BEGIN Passage provided

Opinion
No.: 4:14-cv-28-HSM-SKL
05-04-2015
MEMORANDUM AND ORDER
The Court is in receipt of a pro se prisoner's civil rights complaint under 42 U.S.C. § 1983 and an application to proceed in forma pauperis. Plaintiff's in forma pauperis application is GRANTED, 28 U.S.C. § 1915, and he is allowed to proceed in this case without prepayment of the filing fee (Doc. 1). Nevertheless, as a prisoner, the Prison Litigation Reform Act of 1995 (PLRA), makes plaintiff ultimately responsible for paying the filing fee, 28 U.S.C. § 1915(b)(1), and he, therefore, is ASSESSED the full filing fee of $350.
I. Fee Collection Procedures
Pursuant to 28 U.S.C. § 1915(b)(1)(A) and (B), the custodian of plaintiff's inmate trust account at the institution where he now resides is directed to submit to the Clerk, U.S. District Court, 900 Georgia Avenue, Room 309, Chattanooga, Tennessee 37402, as an initial partial payment, whichever is greater of:
(a) twenty percent (20%) of the average monthly deposits to plaintiff's inmate trust account; or
(b) twenty percent (20%) of the average monthly balance in plaintiff's inmate trust account for the six-month period preceding the filing of the complaint.

END Passage provided
BEGIN Extracted material

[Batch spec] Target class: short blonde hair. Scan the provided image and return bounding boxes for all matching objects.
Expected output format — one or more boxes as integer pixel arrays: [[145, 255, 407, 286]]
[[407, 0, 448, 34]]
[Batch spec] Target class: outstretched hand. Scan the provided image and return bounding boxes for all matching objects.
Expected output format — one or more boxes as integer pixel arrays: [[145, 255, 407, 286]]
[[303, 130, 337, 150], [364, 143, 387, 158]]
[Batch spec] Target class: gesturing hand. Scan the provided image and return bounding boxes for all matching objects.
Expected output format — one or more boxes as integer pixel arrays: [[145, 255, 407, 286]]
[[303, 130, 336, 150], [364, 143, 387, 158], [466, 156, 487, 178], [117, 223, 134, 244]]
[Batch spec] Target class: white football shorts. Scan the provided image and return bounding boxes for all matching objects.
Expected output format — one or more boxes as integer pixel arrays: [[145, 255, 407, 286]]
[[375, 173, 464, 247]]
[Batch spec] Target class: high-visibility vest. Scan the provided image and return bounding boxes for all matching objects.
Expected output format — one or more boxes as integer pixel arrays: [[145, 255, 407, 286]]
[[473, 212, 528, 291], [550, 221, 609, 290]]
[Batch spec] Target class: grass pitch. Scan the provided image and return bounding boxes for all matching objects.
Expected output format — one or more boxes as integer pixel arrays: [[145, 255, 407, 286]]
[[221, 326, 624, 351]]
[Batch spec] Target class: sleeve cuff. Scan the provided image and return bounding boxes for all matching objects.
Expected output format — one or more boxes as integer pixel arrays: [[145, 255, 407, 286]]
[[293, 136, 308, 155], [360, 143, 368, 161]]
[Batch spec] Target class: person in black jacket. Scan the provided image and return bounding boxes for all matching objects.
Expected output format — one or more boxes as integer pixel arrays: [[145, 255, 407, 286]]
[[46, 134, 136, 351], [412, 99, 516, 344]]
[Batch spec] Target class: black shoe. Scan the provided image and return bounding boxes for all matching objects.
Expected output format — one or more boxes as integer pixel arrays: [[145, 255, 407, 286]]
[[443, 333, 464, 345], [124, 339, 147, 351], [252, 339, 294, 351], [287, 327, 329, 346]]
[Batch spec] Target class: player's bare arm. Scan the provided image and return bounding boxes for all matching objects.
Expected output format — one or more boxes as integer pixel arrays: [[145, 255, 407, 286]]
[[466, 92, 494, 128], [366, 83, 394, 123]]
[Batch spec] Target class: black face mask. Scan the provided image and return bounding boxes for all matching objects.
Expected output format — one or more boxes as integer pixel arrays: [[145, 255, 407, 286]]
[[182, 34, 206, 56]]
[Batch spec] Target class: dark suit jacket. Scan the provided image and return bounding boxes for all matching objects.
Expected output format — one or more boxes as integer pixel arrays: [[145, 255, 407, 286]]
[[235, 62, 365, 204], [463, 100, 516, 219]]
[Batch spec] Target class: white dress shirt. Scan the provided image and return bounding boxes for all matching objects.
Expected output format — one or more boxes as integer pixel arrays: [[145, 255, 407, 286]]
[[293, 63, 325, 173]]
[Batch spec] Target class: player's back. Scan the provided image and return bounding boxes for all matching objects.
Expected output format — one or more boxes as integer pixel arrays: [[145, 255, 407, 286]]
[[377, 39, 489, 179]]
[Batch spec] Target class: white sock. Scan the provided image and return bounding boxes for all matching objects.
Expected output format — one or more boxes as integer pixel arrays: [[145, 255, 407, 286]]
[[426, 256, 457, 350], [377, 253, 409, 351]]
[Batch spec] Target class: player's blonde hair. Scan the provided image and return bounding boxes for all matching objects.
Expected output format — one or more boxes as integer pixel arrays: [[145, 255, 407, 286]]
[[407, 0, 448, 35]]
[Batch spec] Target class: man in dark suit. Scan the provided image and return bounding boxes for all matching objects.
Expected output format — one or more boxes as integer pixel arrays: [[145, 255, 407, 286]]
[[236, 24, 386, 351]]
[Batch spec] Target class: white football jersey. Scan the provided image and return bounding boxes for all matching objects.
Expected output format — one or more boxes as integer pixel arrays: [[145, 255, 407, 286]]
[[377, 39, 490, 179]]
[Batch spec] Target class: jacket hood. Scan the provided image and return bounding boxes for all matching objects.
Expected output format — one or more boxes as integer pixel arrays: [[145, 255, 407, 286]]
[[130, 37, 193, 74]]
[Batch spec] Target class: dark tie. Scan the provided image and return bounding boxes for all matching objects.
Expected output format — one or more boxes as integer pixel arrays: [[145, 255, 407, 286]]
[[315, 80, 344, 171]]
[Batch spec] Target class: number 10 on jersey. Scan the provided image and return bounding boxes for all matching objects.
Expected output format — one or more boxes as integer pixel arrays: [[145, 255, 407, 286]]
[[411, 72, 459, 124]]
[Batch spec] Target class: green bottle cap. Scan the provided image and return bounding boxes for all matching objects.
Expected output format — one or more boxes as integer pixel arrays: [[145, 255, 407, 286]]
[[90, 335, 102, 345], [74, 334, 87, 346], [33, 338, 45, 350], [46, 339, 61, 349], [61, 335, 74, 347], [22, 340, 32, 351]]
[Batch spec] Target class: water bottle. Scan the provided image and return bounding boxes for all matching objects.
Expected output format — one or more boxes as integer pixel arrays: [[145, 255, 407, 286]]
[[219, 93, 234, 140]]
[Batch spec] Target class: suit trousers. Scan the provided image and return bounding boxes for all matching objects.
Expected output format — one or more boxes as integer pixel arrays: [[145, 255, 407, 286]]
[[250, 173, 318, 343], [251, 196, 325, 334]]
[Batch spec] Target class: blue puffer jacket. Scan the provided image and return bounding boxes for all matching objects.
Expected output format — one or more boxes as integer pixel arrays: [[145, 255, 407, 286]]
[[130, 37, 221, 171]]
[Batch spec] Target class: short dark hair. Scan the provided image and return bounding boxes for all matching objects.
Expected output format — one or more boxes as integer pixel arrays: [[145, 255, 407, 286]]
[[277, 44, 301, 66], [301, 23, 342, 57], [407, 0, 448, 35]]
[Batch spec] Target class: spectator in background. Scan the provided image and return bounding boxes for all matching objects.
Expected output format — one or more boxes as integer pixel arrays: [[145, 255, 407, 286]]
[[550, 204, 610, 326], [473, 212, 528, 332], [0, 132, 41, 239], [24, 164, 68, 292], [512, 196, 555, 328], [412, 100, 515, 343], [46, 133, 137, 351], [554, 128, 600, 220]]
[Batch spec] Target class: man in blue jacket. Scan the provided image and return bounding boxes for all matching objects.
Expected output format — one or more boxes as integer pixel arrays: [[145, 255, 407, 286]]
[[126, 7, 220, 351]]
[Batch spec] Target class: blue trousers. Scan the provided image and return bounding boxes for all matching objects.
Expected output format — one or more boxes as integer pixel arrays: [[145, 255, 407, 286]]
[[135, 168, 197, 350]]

END Extracted material
BEGIN Extracted material

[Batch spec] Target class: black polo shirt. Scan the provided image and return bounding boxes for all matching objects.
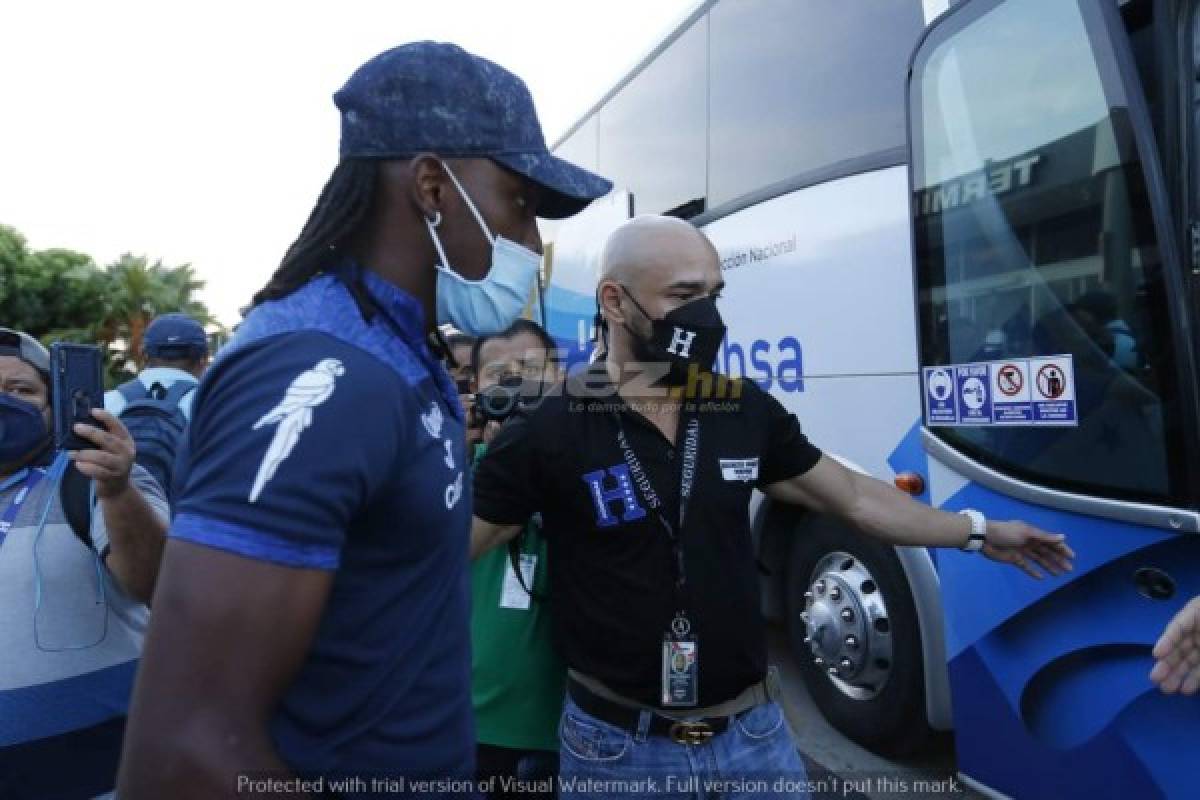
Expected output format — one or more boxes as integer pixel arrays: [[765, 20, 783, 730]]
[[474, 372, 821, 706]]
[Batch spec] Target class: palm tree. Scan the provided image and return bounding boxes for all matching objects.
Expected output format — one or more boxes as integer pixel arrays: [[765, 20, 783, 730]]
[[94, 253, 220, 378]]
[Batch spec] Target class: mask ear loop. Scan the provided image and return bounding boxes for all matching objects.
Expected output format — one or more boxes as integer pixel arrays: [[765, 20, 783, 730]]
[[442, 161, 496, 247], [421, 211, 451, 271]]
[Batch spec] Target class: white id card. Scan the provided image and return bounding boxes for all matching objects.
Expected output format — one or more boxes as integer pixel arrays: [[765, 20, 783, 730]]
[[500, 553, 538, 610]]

END Extracted material

■ **What you are asked to do**
List every citation to the United States Code that appears in the memorandum and order. The records have no connection to the memorandum and order.

■ **Answer for the task**
- 42 U.S.C. § 1983
- 28 U.S.C. § 1915
- 28 U.S.C. § 1915(b)(1)
- 28 U.S.C. § 1915(b)(1)(A) and (B)